[Start]
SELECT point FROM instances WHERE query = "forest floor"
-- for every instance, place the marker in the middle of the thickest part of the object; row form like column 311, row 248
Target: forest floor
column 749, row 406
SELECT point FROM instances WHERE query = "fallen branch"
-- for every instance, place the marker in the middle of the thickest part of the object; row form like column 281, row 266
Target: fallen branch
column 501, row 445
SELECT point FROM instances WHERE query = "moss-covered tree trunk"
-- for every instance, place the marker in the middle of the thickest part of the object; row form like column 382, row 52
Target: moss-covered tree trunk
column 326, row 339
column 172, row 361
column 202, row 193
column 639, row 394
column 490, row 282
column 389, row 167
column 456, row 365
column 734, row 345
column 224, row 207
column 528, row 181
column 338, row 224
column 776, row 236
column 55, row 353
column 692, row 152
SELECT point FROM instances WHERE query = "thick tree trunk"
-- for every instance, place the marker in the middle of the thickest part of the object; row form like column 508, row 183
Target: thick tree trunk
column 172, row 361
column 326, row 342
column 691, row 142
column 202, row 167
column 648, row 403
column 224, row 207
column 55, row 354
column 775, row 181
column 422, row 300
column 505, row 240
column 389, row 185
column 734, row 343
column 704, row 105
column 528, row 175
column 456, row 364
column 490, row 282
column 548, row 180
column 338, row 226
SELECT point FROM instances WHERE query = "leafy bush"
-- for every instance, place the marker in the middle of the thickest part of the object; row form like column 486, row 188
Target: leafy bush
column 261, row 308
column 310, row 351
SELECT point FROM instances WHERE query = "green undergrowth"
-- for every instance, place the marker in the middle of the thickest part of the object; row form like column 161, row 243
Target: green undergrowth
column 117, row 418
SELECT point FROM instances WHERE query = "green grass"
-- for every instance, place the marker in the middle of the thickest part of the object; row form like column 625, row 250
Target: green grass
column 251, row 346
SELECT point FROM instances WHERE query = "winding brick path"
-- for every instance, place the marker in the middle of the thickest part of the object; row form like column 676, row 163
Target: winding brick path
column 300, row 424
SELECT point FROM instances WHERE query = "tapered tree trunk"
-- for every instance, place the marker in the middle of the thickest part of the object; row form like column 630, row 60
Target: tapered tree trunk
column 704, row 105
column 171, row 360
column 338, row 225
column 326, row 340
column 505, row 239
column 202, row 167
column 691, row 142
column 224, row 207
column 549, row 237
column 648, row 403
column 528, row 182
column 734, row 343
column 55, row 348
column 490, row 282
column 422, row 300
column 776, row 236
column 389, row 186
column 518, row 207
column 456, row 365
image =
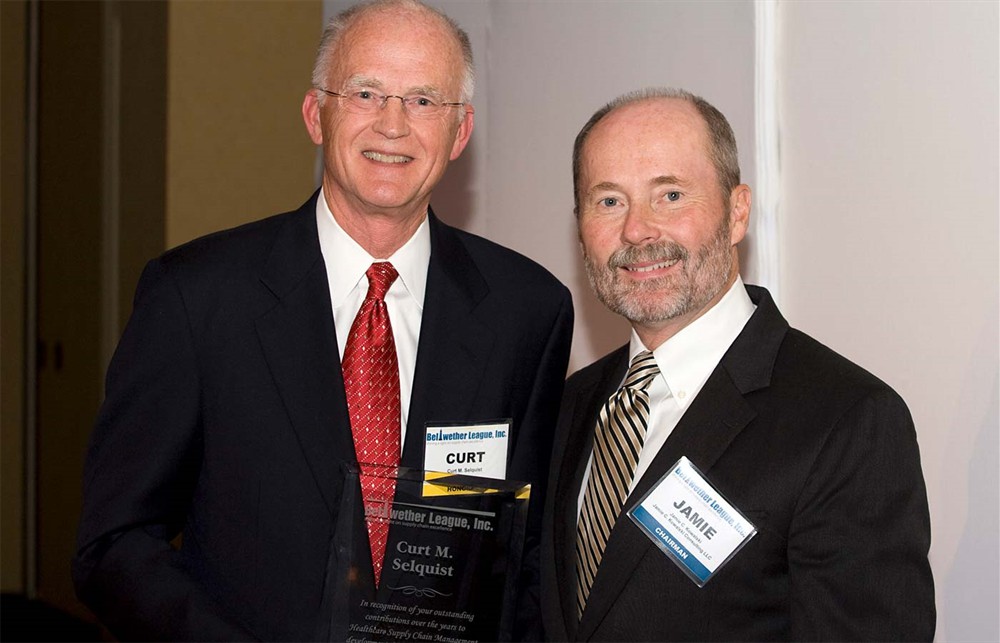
[End]
[TO BE DONE]
Copy every one of the lines above character for character, leaving out the picture.

[COMPLETE OUTPUT]
SELECT point FROM instances WHERE query = "forest floor"
-- for every instance, place the marker in the middle of the thickest part of the object; row form like column 311, row 248
Target: forest floor
column 749, row 406
SELECT point FROM instances WHERE query = "fallen branch"
-- for every instance, place the marker in the middle of the thickest part of the object; row form like column 281, row 266
Target: fallen branch
column 501, row 445
SELECT point FROM instances WHERE query = "moss-covered tree trunk"
-- for every instance, place the marker in the middle of the thickest part of the object; row form like column 382, row 52
Target: moss-covered tree trunk
column 326, row 339
column 172, row 361
column 202, row 193
column 639, row 394
column 490, row 282
column 389, row 167
column 456, row 365
column 734, row 345
column 224, row 207
column 528, row 181
column 338, row 224
column 776, row 236
column 55, row 353
column 692, row 152
SELECT point FROM instances WHERE query = "thick tree trunk"
-- for every instance, place the marker in the middle of the thickest part of the object; row form like column 508, row 183
Target: thick tree trunk
column 172, row 361
column 326, row 342
column 691, row 142
column 202, row 167
column 648, row 403
column 224, row 207
column 55, row 354
column 775, row 181
column 422, row 300
column 505, row 240
column 389, row 185
column 734, row 343
column 704, row 105
column 528, row 175
column 456, row 364
column 490, row 282
column 548, row 180
column 338, row 226
SELECT point FROM instances WHERE query = "leafy bush"
-- for every instance, place the marker in the middle of the thickest part of the object; row form like column 486, row 188
Target: leafy bush
column 261, row 308
column 310, row 351
SELECT point FROM instances WHERE query = "green undergrowth"
-- for every instance, place the marker in the middle of the thickest part of the object; row form like column 161, row 243
Target: green undergrowth
column 117, row 418
SELECT point FROM instances WHERE query = "green grass"
-- for every instance, place the marker in the middle of the thickest part of the object; row form like column 625, row 250
Target: green grass
column 251, row 346
SELECT point FROM instances WHERE query = "winding brick path"
-- for every instance, place the marker in the middle of the thickest part of the object; row form like column 676, row 163
Target: winding brick path
column 300, row 424
SELECT point FROM instances WHERE query = "tapered tree trunk"
-- for every instance, place the marker in the middle of the thickest part of the object; row form like column 630, row 60
Target: tapered tree trunk
column 704, row 105
column 171, row 360
column 338, row 225
column 326, row 340
column 505, row 239
column 202, row 167
column 691, row 142
column 224, row 207
column 549, row 237
column 648, row 403
column 528, row 182
column 734, row 343
column 55, row 348
column 490, row 282
column 422, row 300
column 776, row 236
column 389, row 186
column 518, row 207
column 456, row 365
image =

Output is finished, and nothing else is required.